TASK DIRECTIONS: Extend the forum thread below about renewing a mortgage for the first time, picking up right after its final sentence.

PASSAGE TO READ:
# 1st Time Renewing Mortgage



## AOB8 (Aug 21, 2009)

Hey folks...long time lurker, first time poster. Sorry for the long post. Please bear with me.

My wife and I have a mortgage which is due for renewal the end of August. We are currently with PCFinancial and have a fixed rate of 5.22%.

I have been looking into it and I am leaning toward a variable rate. PCFinancial is offering 2.25% right now (on their site - I have not spoken to them yet). I plan on shopping around a little.

I have a little different scenario. Here goes...

When we bought our house, we were preapproved together at 5.22%. We weren't sure if we were going to be staying in our area long term and we weren't very aggressive about buying a house - especially if we were only going to live there a few months.

Turns out, we liked the area and decided to stay long term. Our preapproval was going to expire and rates had gone up so we needed to act fast.

My wife was fresh out of university and still on probation at work. The bank told us we should get a co-signer or I should get preapproved by myself (at a higher rate) because she was still on probation. We didn't want to do that and her parents said it wasn't a problem and co-signed.

So here we are, going to renew 5 years later. Here are my questions/concerns:


We want to get her parents off the mortgage as co-signers.

We plan on moving in the next year. Is there anything I need to consider now before I renew or porting our new mortgage should not be a big deal?

Is there anything we need to consider when changing from a fixed term mortgage to a variable rate mortgage?

I'm sure I'll have more questions but this post is long enough at the moment.

Thanks in advance for your time.


----------



## jamesbe (May 8, 2010)

Make sure you get an open mortgage or only a 1 year term if you plan to move. Otherwise you will be paying a penalty of say 3 months interest when you move.

If your wife is working now and you too, don't see why you can't get the parents off. 

I'd suggest a variable rate, I've said thousands since I switched to variable and paid many years off because of it.


----------



## AOB8 (Aug 21, 2009)

jamesbe said:


> Make sure you get an open mortgage or only a 1 year term if you plan to move. Otherwise you will be paying a penalty of say 3 months interest when you move.


We plan on buying right away - will we still pay a penalty if we are purchasing a new home after we sell? I was under the impression we had a set amount of time to get a new mortgage after we sold - otherwise, we'd have to pay 3 months interest.


----------



## Sampson (Apr 3, 2009)

AOB8 said:


> [*]We want to get her parents off the mortgage as co-signers.


Your previous loan agreement will expire so this is not an issue. Only if they are on the title will this be a problem.



AOB8 said:


> [*]We plan on moving in the next year. Is there anything I need to consider now before I renew or porting our new mortgage should not be a big deal?


Doesn't have to be open, nor short fixed term. It certainly can be, but you can also get around by getting a portable mortgage, that will be transferred to your new home



AOB8 said:


> [*]Is there anything we need to consider when changing from a fixed term mortgage to a variable rate mortgage?
> [/LIST]


Just the fact that the rates could increase and you should plan to be able to absorb those added costs.


----------



## marina628 (Dec 14, 2010)

AOB8 said:


> Hey folks...long time lurker, first time poster. Sorry for the long post. Please bear with me.

PROVIDED MATERIAL:
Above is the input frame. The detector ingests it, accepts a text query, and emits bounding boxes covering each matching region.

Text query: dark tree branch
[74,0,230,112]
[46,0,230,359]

RESPONSE TO THE EXERCISE:
> 
> My wife and I have a mortgage which is due for renewal the end of August. We are currently with PCFinancial and have a fixed rate of 5.22%.
> 
> ...


Find out what the bank will qualify you for.
You have two choices if selling in a year , you have to go through with lawyer to remove the parents and will also have to pay land transfer fees on their share to put it in your name.
Or keep them on but they will have to sign all docs when you sell and close the house.I have been doing variable mortgages for 10+ years but when we got a 5 year fixed @ 3.49% we grabbed it.


----------



## Cal (Jun 17, 2009)

jamesbe said:


> Make sure you get an open mortgage or only a 1 year term if you plan to move. Otherwise you will be paying a penalty of say 3 months interest when you move.
> 
> If your wife is working now and you too, don't see why you can't get the parents off.
> 
> I'd suggest a variable rate, I've said thousands since I switched to variable and paid many years off because of it.


Agree that it should be no problem getting the parents off assuming both of you are currently gainfully employed.


----------



## break_thru (Jan 22, 2010)

I have seen current variable rates as low as P-0.83. Most banks have prime at 3% so that's 2.17%.


----------



## AOB8 (Aug 21, 2009)

My wife and I both have good jobs. We make 120k+ between the two of us.

I'm not 100% sure if her parents are on the title or not. I'm hoping it's just a matter of the current agreement expiring and then not having them cosign again. If they are on the title, I will probably just wait for them to sign the papers if/when we sell.


----------



## AOB8 (Aug 21, 2009)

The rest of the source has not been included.